▶ [Data for processing]
---*---

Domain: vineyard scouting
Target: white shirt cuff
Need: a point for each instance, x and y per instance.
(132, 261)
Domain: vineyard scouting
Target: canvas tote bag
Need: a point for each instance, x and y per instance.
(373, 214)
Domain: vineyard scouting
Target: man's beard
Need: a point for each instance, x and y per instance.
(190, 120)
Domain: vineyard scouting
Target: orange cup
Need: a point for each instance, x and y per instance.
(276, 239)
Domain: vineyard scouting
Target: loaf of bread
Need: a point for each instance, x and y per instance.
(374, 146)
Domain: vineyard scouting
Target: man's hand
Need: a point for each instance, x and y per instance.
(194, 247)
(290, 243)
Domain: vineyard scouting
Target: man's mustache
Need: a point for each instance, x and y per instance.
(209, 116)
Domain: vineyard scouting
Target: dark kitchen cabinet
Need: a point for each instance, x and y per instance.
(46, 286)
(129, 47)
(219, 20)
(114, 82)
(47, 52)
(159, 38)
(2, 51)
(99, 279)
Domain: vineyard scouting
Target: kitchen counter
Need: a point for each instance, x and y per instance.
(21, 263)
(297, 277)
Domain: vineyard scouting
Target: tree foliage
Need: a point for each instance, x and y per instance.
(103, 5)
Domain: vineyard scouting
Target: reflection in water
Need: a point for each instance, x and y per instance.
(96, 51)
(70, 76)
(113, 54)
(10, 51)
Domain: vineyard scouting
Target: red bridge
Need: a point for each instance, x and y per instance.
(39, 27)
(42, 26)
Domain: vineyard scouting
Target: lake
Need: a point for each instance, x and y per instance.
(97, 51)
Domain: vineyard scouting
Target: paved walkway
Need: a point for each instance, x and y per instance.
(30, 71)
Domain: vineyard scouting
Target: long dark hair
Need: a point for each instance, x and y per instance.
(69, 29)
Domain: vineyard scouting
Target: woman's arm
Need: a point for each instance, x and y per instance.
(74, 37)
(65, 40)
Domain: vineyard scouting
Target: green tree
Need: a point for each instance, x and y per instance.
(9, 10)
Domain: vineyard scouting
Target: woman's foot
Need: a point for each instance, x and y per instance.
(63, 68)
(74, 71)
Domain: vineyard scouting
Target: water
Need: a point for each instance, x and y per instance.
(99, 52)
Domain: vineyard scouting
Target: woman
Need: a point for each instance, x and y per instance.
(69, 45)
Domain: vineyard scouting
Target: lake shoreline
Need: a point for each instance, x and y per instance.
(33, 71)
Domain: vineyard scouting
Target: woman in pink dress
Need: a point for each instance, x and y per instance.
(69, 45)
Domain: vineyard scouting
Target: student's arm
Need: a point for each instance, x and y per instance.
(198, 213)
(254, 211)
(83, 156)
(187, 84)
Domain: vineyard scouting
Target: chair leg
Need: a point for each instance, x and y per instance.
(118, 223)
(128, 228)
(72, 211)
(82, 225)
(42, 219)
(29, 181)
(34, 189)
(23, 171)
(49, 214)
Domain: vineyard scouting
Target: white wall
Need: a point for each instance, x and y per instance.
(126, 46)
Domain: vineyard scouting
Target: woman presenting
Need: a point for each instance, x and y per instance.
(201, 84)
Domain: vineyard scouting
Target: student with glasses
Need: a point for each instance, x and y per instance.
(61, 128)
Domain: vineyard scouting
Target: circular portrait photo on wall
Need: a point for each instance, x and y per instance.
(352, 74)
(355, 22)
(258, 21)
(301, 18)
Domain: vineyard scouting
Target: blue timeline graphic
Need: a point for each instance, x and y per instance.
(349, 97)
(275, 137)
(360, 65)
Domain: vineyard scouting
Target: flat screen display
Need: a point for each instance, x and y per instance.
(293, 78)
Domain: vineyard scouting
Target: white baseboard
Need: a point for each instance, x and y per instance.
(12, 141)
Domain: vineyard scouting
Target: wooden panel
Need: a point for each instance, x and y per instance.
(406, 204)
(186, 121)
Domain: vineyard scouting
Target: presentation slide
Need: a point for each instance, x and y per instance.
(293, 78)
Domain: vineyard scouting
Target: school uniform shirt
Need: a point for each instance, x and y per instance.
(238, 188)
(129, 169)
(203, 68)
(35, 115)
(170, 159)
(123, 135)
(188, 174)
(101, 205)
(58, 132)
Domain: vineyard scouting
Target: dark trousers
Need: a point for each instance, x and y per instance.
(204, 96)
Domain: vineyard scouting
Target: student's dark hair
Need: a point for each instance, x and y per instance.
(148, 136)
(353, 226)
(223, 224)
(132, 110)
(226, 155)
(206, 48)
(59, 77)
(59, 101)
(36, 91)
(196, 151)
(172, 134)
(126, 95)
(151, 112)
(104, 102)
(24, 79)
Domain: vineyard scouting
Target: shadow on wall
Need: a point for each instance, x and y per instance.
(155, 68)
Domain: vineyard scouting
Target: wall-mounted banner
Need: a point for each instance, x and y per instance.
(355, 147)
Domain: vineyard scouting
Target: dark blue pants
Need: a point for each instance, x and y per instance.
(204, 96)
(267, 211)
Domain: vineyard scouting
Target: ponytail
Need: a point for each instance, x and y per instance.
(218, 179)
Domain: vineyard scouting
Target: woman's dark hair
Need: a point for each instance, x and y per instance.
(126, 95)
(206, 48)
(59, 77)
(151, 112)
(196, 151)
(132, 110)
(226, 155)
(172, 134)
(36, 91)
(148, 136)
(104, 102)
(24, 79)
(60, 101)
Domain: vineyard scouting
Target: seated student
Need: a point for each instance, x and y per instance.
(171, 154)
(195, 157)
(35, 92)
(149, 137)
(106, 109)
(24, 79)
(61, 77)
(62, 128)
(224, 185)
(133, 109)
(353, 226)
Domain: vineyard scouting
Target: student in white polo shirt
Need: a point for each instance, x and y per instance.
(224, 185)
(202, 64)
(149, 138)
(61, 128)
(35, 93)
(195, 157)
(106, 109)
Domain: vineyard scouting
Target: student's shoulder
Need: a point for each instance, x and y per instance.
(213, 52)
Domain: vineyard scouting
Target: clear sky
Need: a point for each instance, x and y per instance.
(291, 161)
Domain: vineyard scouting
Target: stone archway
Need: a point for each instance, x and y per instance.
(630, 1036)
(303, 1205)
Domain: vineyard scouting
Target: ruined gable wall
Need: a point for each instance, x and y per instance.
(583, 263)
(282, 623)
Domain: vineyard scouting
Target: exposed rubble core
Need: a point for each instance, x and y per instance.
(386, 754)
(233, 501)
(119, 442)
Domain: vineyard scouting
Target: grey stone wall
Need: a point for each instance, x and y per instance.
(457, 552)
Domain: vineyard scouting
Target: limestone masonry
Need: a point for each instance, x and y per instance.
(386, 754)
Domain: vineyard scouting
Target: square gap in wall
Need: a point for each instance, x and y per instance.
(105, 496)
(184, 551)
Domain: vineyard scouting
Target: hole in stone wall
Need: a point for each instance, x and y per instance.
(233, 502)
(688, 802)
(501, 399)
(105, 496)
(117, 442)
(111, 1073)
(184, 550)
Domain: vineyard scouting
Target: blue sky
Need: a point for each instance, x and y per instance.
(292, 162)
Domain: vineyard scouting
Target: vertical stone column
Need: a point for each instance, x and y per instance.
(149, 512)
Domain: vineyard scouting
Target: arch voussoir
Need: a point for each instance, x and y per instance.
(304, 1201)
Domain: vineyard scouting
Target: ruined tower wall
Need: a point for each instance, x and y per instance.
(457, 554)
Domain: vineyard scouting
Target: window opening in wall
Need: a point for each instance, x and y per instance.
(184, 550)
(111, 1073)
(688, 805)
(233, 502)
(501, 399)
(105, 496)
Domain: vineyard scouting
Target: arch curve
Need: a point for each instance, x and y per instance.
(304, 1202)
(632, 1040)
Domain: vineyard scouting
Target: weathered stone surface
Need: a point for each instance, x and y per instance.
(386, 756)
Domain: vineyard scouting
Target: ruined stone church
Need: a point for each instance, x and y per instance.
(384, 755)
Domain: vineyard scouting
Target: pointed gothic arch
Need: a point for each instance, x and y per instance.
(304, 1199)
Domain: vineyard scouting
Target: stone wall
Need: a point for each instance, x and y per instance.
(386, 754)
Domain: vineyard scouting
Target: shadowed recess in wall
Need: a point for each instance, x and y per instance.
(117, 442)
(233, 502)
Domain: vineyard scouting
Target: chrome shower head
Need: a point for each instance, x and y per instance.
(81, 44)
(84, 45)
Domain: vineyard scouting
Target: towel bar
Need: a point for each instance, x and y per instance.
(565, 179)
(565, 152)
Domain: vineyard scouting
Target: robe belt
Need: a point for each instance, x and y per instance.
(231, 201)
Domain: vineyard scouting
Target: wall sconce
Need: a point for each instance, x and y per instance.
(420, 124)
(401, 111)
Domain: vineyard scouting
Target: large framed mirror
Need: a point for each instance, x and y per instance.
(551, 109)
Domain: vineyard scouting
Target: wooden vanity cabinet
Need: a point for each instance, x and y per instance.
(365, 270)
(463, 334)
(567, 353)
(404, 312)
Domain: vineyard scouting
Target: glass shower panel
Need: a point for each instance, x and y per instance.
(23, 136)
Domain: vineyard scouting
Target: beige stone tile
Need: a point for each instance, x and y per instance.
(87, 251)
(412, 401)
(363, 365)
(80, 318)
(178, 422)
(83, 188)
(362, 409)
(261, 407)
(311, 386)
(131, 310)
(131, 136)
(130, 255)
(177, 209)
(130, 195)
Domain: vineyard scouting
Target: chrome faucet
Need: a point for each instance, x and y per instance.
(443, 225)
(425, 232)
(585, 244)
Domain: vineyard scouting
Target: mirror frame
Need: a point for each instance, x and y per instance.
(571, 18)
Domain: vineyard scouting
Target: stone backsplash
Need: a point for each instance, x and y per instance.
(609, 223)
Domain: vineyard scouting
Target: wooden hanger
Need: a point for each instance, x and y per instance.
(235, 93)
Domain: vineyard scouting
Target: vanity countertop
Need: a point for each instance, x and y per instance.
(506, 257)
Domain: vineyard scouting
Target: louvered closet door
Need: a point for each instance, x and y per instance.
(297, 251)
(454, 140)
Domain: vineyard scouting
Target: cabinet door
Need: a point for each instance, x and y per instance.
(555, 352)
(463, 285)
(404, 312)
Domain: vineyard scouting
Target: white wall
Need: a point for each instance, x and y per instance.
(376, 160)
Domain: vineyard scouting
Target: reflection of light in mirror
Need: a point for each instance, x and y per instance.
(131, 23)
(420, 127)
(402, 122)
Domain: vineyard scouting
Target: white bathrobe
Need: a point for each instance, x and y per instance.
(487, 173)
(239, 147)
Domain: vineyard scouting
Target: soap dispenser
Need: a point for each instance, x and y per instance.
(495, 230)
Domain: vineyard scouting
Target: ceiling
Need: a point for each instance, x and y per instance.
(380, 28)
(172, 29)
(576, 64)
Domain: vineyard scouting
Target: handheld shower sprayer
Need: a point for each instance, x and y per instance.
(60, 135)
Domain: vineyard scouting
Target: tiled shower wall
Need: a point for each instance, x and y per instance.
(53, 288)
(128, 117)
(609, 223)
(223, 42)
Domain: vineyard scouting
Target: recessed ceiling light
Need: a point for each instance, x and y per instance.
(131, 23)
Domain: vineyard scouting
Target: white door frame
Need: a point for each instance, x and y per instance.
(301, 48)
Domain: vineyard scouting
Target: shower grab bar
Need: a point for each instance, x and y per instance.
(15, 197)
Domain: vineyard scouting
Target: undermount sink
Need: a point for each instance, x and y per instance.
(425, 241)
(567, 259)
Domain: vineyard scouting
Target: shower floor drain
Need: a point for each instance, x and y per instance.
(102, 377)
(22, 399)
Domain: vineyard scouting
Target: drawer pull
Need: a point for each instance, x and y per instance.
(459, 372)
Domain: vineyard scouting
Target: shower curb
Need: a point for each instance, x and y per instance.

---*---

▶ [Problem description]
Find every line in the records above that contains the word "kitchen", and copy each of those lines. Case matters when matching.

▶ [Finished task]
Target: dark kitchen cabinet
Target: kitchen counter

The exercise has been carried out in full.